Stamp duty and filing requirements

Stamp duty continues to apply to legal and financial documents. The former N50 electronic transfer levy has been formally classified as stamp duty, payable by the sender on transfers of N10,000 and above. Salary payments and transfers between accounts owned by the same person are exempt.

All taxpayers, including those exempt from payment, must file annual returns. Companies must file by March 31, while individuals have until June 30. Zero returns are required for exempt persons to demonstrate compliance.

Penalties and enforcement

The new laws introduce tougher penalties for non-compliance. Late filing attracts a N100,000 fine plus N50,000 for each month of default, while unpaid taxes incur a 10 per cent penalty plus interest at the Central Bank’s Monetary Policy Rate. Criminal prosecution applies only after due process.

While the NRS has access to financial data for assessment purposes, it cannot arbitrarily freeze or seize bank accounts without following legal procedures.

The bottom line

The new tax regime is designed to ease the burden on low-income earners and small businesses while ensuring wealthier individuals and larger firms contribute their fair share. Taxes remain a civic duty and a tool for accountability, enabling citizens to demand better governance in return.

As implementation approaches, experts say sustained public education by government agencies will be crucial to dispel myths, build trust, and ensure voluntary compliance with the new tax system.

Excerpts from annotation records
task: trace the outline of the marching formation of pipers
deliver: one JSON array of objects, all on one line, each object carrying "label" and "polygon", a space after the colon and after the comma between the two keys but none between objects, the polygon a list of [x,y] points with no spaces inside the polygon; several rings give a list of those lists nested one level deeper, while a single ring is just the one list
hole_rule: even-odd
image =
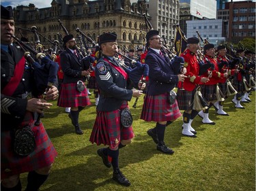
[{"label": "marching formation of pipers", "polygon": [[89,141],[106,145],[98,155],[106,167],[113,168],[113,179],[128,186],[131,183],[119,167],[119,153],[134,137],[128,107],[132,97],[134,108],[143,97],[140,119],[155,122],[147,133],[156,150],[173,154],[164,141],[167,126],[182,116],[181,133],[197,137],[193,127],[197,116],[203,124],[214,125],[209,116],[212,106],[217,115],[228,116],[223,109],[228,97],[236,108],[245,109],[242,103],[250,103],[255,90],[255,54],[242,46],[214,47],[199,36],[186,39],[186,48],[178,50],[174,45],[181,46],[180,39],[176,37],[168,46],[147,19],[150,30],[141,46],[126,49],[113,33],[95,41],[76,29],[78,46],[59,20],[65,36],[44,50],[36,27],[30,30],[35,44],[20,39],[14,35],[12,8],[1,9],[1,190],[20,191],[19,177],[25,172],[29,172],[26,191],[39,190],[48,178],[57,155],[41,120],[44,109],[52,106],[49,100],[57,100],[75,133],[83,135],[79,115],[91,104],[93,92],[96,115]]}]

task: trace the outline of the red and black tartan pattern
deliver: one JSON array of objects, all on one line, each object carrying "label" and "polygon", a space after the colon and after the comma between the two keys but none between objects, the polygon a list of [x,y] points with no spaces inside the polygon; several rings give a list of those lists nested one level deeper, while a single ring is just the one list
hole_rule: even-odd
[{"label": "red and black tartan pattern", "polygon": [[220,88],[221,91],[224,95],[227,95],[227,83],[218,83],[218,88]]},{"label": "red and black tartan pattern", "polygon": [[121,110],[128,108],[124,101],[119,109],[113,111],[98,111],[95,120],[89,141],[97,145],[107,145],[111,149],[116,147],[121,140],[131,139],[134,137],[132,126],[122,127],[120,122]]},{"label": "red and black tartan pattern", "polygon": [[202,93],[203,97],[207,101],[212,101],[217,100],[216,95],[216,84],[213,85],[201,85],[201,92]]},{"label": "red and black tartan pattern", "polygon": [[236,90],[239,92],[245,91],[245,87],[244,82],[242,81],[238,80],[238,75],[235,74],[233,75],[233,79],[232,81],[232,85],[235,88]]},{"label": "red and black tartan pattern", "polygon": [[168,92],[159,95],[146,94],[141,119],[146,122],[174,121],[182,116],[177,101],[170,105]]},{"label": "red and black tartan pattern", "polygon": [[35,149],[27,156],[20,156],[13,150],[13,133],[11,131],[1,132],[1,177],[32,171],[49,166],[54,162],[57,154],[40,122],[34,126],[32,114],[27,112],[20,127],[29,125],[35,137]]},{"label": "red and black tartan pattern", "polygon": [[79,92],[76,90],[76,83],[62,84],[57,103],[59,107],[77,107],[89,105],[91,102],[86,88]]},{"label": "red and black tartan pattern", "polygon": [[180,110],[190,111],[193,109],[193,100],[195,88],[193,91],[177,89],[177,102]]},{"label": "red and black tartan pattern", "polygon": [[95,76],[91,76],[87,87],[90,89],[98,90],[96,77]]}]

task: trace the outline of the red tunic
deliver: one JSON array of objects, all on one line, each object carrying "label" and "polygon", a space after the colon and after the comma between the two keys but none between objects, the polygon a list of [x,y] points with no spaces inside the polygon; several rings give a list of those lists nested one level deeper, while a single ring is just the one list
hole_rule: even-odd
[{"label": "red tunic", "polygon": [[[218,63],[221,63],[221,61],[225,61],[229,63],[229,61],[227,60],[225,56],[223,56],[221,55],[217,56],[217,62]],[[221,70],[221,73],[224,73],[227,72],[229,75],[233,75],[235,73],[235,69],[231,69],[229,67],[228,65],[225,65],[223,68]],[[220,80],[221,83],[225,83],[226,82],[226,78],[223,78]]]},{"label": "red tunic", "polygon": [[[187,91],[193,91],[196,84],[199,84],[201,77],[199,75],[199,65],[196,55],[189,50],[186,50],[181,55],[184,58],[184,67],[186,69],[185,74],[188,77],[183,82],[183,88]],[[178,88],[182,88],[182,82],[178,84]]]},{"label": "red tunic", "polygon": [[[208,55],[205,55],[205,58],[208,59],[208,60],[212,63],[212,64],[214,65],[214,69],[211,71],[211,69],[209,69],[208,71],[211,71],[212,75],[212,77],[209,77],[209,81],[206,82],[205,84],[207,85],[214,85],[214,84],[217,84],[218,82],[221,82],[221,80],[222,79],[226,79],[224,77],[224,74],[221,73],[221,72],[218,71],[218,66],[217,64],[217,60],[216,58],[211,57]],[[205,59],[205,63],[206,63],[206,60]],[[208,73],[205,72],[202,75],[203,77],[208,77]]]}]

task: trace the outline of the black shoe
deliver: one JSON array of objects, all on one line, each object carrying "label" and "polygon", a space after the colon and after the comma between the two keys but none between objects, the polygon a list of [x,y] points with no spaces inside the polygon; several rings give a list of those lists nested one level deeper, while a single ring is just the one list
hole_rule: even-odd
[{"label": "black shoe", "polygon": [[72,117],[72,116],[71,116],[70,114],[68,114],[68,117],[69,117],[69,118],[70,118],[70,120],[71,120],[72,124],[74,125],[74,126],[75,126],[75,125],[74,125],[74,122],[73,122],[73,118]]},{"label": "black shoe", "polygon": [[130,182],[126,178],[119,169],[114,170],[112,179],[125,186],[129,186],[130,185]]},{"label": "black shoe", "polygon": [[197,134],[197,131],[190,131],[190,132],[191,132],[192,133],[193,133],[193,134]]},{"label": "black shoe", "polygon": [[104,154],[103,149],[104,148],[101,148],[101,149],[98,150],[97,150],[97,154],[98,154],[98,156],[100,156],[102,158],[103,164],[106,167],[110,168],[110,167],[111,167],[111,163],[109,162],[109,161],[108,156]]},{"label": "black shoe", "polygon": [[[182,126],[182,128],[183,129],[183,125]],[[193,134],[197,134],[197,131],[190,131],[190,132],[192,133],[193,133]]]},{"label": "black shoe", "polygon": [[83,135],[83,131],[81,129],[80,126],[76,126],[74,127],[75,130],[76,130],[76,133],[78,134],[78,135]]},{"label": "black shoe", "polygon": [[153,133],[153,128],[149,129],[147,131],[147,135],[150,135],[151,137],[152,137],[154,142],[155,142],[156,144],[158,143],[158,138],[157,137],[157,134]]},{"label": "black shoe", "polygon": [[161,141],[160,143],[158,143],[156,145],[156,150],[158,150],[158,151],[160,151],[163,153],[168,154],[173,154],[174,153],[174,151],[173,150],[167,147],[165,145],[165,143],[162,141]]}]

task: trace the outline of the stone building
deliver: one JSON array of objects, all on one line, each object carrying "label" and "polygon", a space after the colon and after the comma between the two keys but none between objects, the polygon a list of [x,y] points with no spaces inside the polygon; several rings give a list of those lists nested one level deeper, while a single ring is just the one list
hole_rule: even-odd
[{"label": "stone building", "polygon": [[62,24],[76,38],[81,35],[79,28],[96,42],[100,35],[112,32],[117,35],[118,44],[127,49],[142,48],[145,43],[145,0],[132,3],[130,0],[53,0],[51,5],[38,9],[30,3],[14,7],[16,36],[35,42],[35,36],[29,30],[35,26],[40,43],[48,48],[51,42],[66,35]]}]

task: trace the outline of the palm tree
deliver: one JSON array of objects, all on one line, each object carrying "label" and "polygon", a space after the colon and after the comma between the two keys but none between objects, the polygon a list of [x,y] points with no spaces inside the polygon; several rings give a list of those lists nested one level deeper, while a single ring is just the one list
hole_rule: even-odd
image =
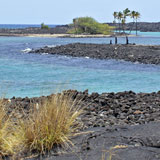
[{"label": "palm tree", "polygon": [[73,19],[73,25],[74,25],[75,32],[77,34],[76,21],[77,21],[77,18],[74,18]]},{"label": "palm tree", "polygon": [[140,13],[139,12],[136,12],[135,13],[135,19],[136,19],[136,35],[137,35],[137,20],[140,18]]},{"label": "palm tree", "polygon": [[128,8],[126,8],[125,10],[123,10],[123,31],[125,30],[125,23],[126,23],[126,18],[127,16],[130,15],[130,10]]},{"label": "palm tree", "polygon": [[122,18],[123,18],[123,13],[122,12],[118,12],[118,21],[119,21],[119,32],[120,32],[120,23],[122,22]]},{"label": "palm tree", "polygon": [[136,11],[132,11],[132,12],[130,13],[130,17],[133,19],[133,25],[132,25],[132,27],[130,28],[130,34],[131,34],[131,31],[132,31],[133,26],[134,26],[134,23],[135,23],[135,13],[136,13]]},{"label": "palm tree", "polygon": [[126,23],[126,19],[123,17],[123,18],[122,18],[123,33],[125,33],[125,23]]},{"label": "palm tree", "polygon": [[[114,23],[114,25],[115,25],[115,27],[116,27],[116,19],[118,18],[118,13],[117,13],[117,12],[114,12],[114,13],[113,13],[113,17],[114,17],[113,23]],[[117,30],[117,27],[116,27],[116,30]]]}]

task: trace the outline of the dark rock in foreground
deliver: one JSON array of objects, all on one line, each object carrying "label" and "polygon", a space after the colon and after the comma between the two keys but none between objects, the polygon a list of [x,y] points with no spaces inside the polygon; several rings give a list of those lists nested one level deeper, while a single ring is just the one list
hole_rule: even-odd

### EXERCISE SET:
**1)** By what date must companies file their annual returns, according to the tax text?
**2)** Please say whether each statement agrees with the tax text, answering yes or no and quoting the words that decide it: (a) Salary payments are exempt from the stamp duty on transfers. (b) Individuals must file annual returns by March 31. (c) The NRS may freeze bank accounts without following legal procedures.
The entries are separate material from the tax text.

### SOLUTIONS PER TASK:
**1)** March 31.

**2)**
(a) Yes: "Salary payments and transfers between accounts owned by the same person are exempt."
(b) No: "individuals have until June 30."
(c) No: "it cannot arbitrarily freeze or seize bank accounts without following legal procedures."